◆ TO DO ◆
Pull out every line of the items below that contains the string "roof", matching case exactly.

◆ PROVIDED ENTRIES ◆

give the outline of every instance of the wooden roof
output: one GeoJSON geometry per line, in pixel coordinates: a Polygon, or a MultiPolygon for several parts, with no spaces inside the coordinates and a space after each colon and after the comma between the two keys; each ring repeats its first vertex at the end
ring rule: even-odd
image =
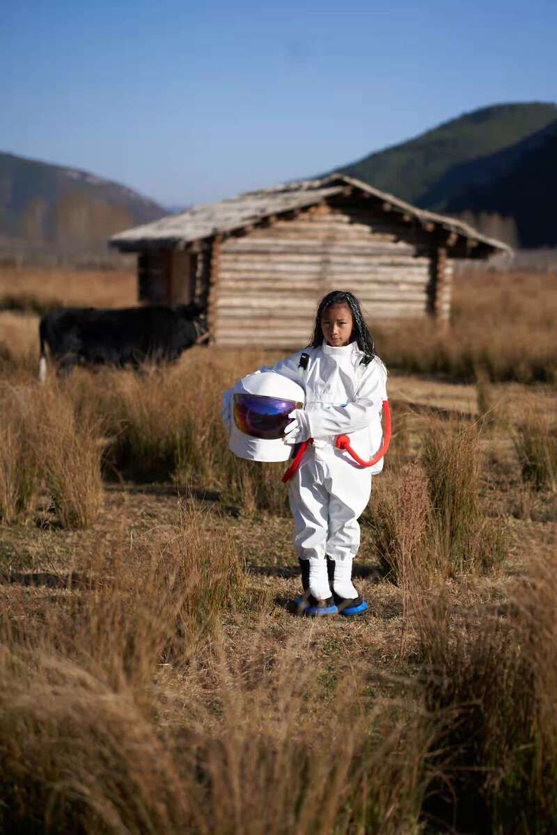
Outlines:
{"type": "Polygon", "coordinates": [[[307,180],[248,191],[219,203],[194,206],[180,215],[170,215],[153,223],[135,226],[110,238],[111,246],[122,251],[140,251],[148,248],[174,246],[185,249],[194,241],[215,235],[240,232],[271,216],[291,212],[321,203],[329,198],[353,195],[374,200],[381,210],[401,215],[401,223],[415,220],[425,231],[446,230],[464,238],[472,245],[483,245],[483,253],[510,252],[507,244],[486,237],[461,220],[437,215],[411,205],[367,183],[345,175],[332,175],[322,180],[307,180]]]}

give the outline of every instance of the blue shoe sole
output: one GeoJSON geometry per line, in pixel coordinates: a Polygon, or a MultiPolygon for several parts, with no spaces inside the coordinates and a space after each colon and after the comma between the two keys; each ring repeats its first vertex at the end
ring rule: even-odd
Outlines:
{"type": "MultiPolygon", "coordinates": [[[[301,615],[306,618],[322,618],[327,615],[338,615],[337,606],[308,606],[301,597],[294,598],[294,603],[301,609],[301,615]]],[[[366,608],[367,605],[366,605],[366,608]]]]}
{"type": "Polygon", "coordinates": [[[351,606],[350,609],[343,609],[341,611],[341,615],[343,615],[345,618],[351,618],[354,615],[362,615],[367,609],[367,604],[365,600],[362,600],[359,606],[351,606]]]}

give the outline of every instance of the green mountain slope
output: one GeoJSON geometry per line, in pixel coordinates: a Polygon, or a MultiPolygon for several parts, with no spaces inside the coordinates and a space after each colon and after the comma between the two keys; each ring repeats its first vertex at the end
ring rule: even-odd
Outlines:
{"type": "Polygon", "coordinates": [[[423,208],[443,210],[448,200],[435,187],[449,170],[515,145],[555,119],[553,104],[496,104],[451,119],[340,170],[423,208]]]}
{"type": "Polygon", "coordinates": [[[448,172],[438,189],[451,215],[471,215],[473,222],[486,215],[512,218],[522,246],[557,246],[557,119],[511,148],[448,172]],[[459,187],[449,188],[450,181],[459,187]]]}
{"type": "Polygon", "coordinates": [[[30,251],[106,250],[115,232],[166,212],[86,171],[0,153],[0,243],[30,251]]]}

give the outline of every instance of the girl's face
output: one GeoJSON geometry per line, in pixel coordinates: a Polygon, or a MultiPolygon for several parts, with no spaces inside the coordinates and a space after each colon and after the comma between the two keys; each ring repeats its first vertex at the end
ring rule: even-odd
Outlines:
{"type": "Polygon", "coordinates": [[[351,342],[354,320],[347,305],[331,305],[321,317],[321,329],[327,345],[336,348],[351,342]]]}

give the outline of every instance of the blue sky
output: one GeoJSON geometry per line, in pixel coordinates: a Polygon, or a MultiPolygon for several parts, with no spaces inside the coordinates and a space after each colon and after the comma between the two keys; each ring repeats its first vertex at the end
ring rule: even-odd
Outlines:
{"type": "Polygon", "coordinates": [[[164,205],[557,98],[554,0],[0,0],[0,150],[164,205]]]}

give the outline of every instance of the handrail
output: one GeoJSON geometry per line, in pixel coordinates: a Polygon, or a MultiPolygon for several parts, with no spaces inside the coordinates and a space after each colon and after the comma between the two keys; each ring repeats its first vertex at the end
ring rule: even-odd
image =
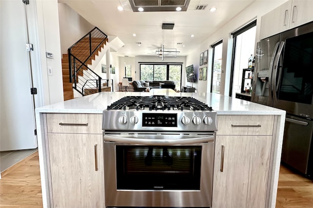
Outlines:
{"type": "MultiPolygon", "coordinates": [[[[95,27],[67,49],[69,81],[74,83],[73,88],[83,96],[84,95],[83,88],[81,90],[77,86],[78,76],[82,77],[84,73],[87,73],[87,77],[91,77],[101,83],[102,78],[88,67],[87,62],[103,45],[107,38],[107,35],[95,27]]],[[[85,78],[82,79],[87,80],[85,78]]],[[[101,92],[101,86],[96,87],[99,87],[99,91],[101,92]]]]}

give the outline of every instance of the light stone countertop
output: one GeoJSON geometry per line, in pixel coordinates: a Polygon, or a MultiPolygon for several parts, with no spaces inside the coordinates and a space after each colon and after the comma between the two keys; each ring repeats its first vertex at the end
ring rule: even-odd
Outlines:
{"type": "Polygon", "coordinates": [[[277,125],[273,144],[272,170],[269,173],[269,208],[274,208],[278,183],[280,157],[283,143],[286,111],[254,103],[216,93],[173,92],[167,89],[153,90],[150,92],[102,92],[75,98],[35,109],[37,140],[42,180],[43,203],[44,208],[49,204],[49,179],[47,162],[45,159],[47,144],[45,140],[45,129],[43,114],[95,113],[102,114],[108,105],[125,96],[149,96],[163,95],[167,96],[192,97],[212,107],[218,115],[277,115],[277,125]]]}
{"type": "Polygon", "coordinates": [[[37,108],[37,113],[102,113],[113,102],[127,96],[192,97],[206,103],[218,115],[281,115],[284,110],[216,93],[169,92],[167,89],[150,92],[102,92],[37,108]]]}

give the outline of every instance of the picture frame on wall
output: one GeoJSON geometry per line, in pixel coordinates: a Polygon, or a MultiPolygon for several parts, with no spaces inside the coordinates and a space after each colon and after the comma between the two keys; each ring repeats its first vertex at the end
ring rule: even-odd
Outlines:
{"type": "Polygon", "coordinates": [[[203,67],[202,71],[202,80],[204,81],[206,80],[206,69],[207,67],[203,67]]]}
{"type": "Polygon", "coordinates": [[[202,80],[202,68],[199,69],[199,80],[202,80]]]}
{"type": "Polygon", "coordinates": [[[206,50],[203,52],[203,64],[207,64],[207,53],[208,50],[206,50]]]}
{"type": "Polygon", "coordinates": [[[203,52],[200,54],[200,65],[203,64],[203,52]]]}

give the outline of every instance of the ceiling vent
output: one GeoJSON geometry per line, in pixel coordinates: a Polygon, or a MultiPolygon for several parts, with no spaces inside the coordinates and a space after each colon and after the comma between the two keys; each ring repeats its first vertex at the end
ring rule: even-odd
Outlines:
{"type": "Polygon", "coordinates": [[[171,23],[163,23],[162,24],[162,30],[173,30],[174,28],[174,24],[171,23]]]}
{"type": "Polygon", "coordinates": [[[204,10],[207,6],[207,4],[198,4],[196,6],[195,9],[196,10],[204,10]]]}

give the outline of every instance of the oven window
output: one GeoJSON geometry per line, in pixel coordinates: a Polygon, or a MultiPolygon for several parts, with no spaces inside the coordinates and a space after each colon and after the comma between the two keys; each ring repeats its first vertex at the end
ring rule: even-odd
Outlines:
{"type": "Polygon", "coordinates": [[[200,190],[201,148],[116,146],[117,189],[200,190]]]}

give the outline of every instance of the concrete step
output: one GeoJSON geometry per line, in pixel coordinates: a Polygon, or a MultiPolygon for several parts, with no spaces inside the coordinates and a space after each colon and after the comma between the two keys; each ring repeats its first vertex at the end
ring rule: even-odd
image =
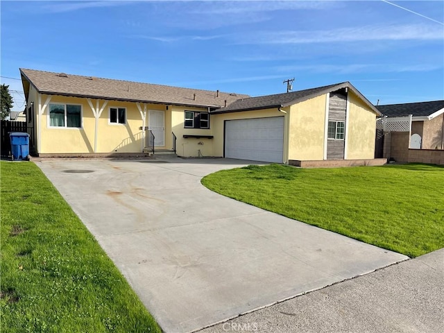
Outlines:
{"type": "Polygon", "coordinates": [[[148,153],[153,154],[152,156],[160,158],[169,158],[169,157],[177,157],[177,154],[174,153],[174,151],[171,149],[156,149],[154,148],[154,153],[151,148],[144,148],[144,153],[148,153]]]}

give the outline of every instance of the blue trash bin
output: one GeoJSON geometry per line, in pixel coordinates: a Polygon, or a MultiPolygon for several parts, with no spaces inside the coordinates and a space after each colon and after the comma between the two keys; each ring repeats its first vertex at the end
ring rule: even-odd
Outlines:
{"type": "Polygon", "coordinates": [[[29,135],[22,132],[11,132],[9,137],[11,140],[12,160],[27,160],[29,155],[29,135]]]}

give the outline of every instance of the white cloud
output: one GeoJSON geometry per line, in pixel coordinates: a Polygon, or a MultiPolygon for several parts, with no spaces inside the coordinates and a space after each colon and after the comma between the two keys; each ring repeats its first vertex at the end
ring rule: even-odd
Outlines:
{"type": "Polygon", "coordinates": [[[296,44],[382,40],[443,40],[436,26],[404,24],[340,28],[328,31],[257,32],[242,36],[237,44],[296,44]]]}
{"type": "Polygon", "coordinates": [[[171,43],[173,42],[187,41],[187,40],[211,40],[217,38],[222,38],[224,35],[213,35],[208,36],[176,36],[176,37],[167,37],[167,36],[149,36],[146,35],[133,35],[130,36],[131,38],[141,39],[141,40],[156,40],[157,42],[162,42],[165,43],[171,43]]]}
{"type": "Polygon", "coordinates": [[[44,6],[44,8],[52,12],[72,12],[81,9],[93,8],[99,7],[115,7],[118,6],[126,6],[134,3],[133,1],[51,1],[51,4],[44,6]]]}
{"type": "Polygon", "coordinates": [[[264,75],[261,76],[248,76],[244,78],[225,78],[221,80],[212,80],[208,81],[196,81],[186,83],[176,83],[177,85],[212,85],[215,83],[232,83],[235,82],[249,82],[249,81],[261,81],[264,80],[272,80],[275,78],[284,78],[282,75],[264,75]]]}
{"type": "Polygon", "coordinates": [[[277,10],[324,10],[338,6],[334,1],[216,1],[195,2],[189,12],[194,14],[244,14],[277,10]]]}
{"type": "MultiPolygon", "coordinates": [[[[277,66],[273,70],[282,73],[309,71],[310,73],[333,73],[336,74],[355,74],[357,73],[402,73],[408,71],[429,71],[441,69],[443,65],[400,65],[400,64],[319,64],[289,66],[277,66]]],[[[386,80],[386,79],[384,79],[386,80]]]]}

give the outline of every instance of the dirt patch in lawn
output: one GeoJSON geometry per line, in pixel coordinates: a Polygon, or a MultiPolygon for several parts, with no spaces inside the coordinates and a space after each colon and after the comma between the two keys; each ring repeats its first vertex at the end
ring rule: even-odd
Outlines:
{"type": "Polygon", "coordinates": [[[6,300],[8,303],[17,303],[20,300],[20,297],[17,294],[15,290],[9,289],[0,290],[0,300],[6,300]]]}
{"type": "Polygon", "coordinates": [[[11,237],[13,237],[14,236],[17,236],[20,234],[23,234],[27,230],[28,230],[27,228],[23,228],[22,225],[19,225],[18,224],[16,224],[12,225],[12,228],[11,228],[11,231],[9,232],[9,235],[11,237]]]}

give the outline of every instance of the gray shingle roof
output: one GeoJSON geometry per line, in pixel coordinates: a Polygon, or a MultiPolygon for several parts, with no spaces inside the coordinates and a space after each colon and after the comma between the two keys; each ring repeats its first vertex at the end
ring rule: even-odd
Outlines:
{"type": "Polygon", "coordinates": [[[248,95],[20,69],[42,94],[217,108],[248,95]],[[196,100],[194,100],[196,94],[196,100]]]}
{"type": "Polygon", "coordinates": [[[275,95],[259,96],[257,97],[244,98],[239,99],[227,108],[215,110],[212,113],[228,113],[240,111],[250,111],[253,110],[270,109],[279,107],[286,107],[296,104],[307,99],[316,97],[318,96],[334,92],[341,88],[348,87],[358,95],[368,106],[370,106],[375,113],[379,114],[379,112],[374,105],[367,100],[355,87],[349,82],[343,82],[334,85],[318,87],[316,88],[306,89],[293,92],[284,94],[277,94],[275,95]]]}
{"type": "Polygon", "coordinates": [[[428,117],[436,111],[444,108],[444,101],[389,104],[386,105],[377,105],[376,108],[384,116],[388,117],[404,117],[410,114],[412,114],[413,117],[428,117]]]}

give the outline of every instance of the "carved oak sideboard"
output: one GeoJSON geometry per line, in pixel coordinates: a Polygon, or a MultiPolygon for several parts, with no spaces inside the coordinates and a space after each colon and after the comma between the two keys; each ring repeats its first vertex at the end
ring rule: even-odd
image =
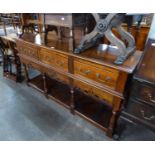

◆ TASK ANSWER ◆
give the outline of every instance of the wooden roof
give the outline of every instance of the gray shingle roof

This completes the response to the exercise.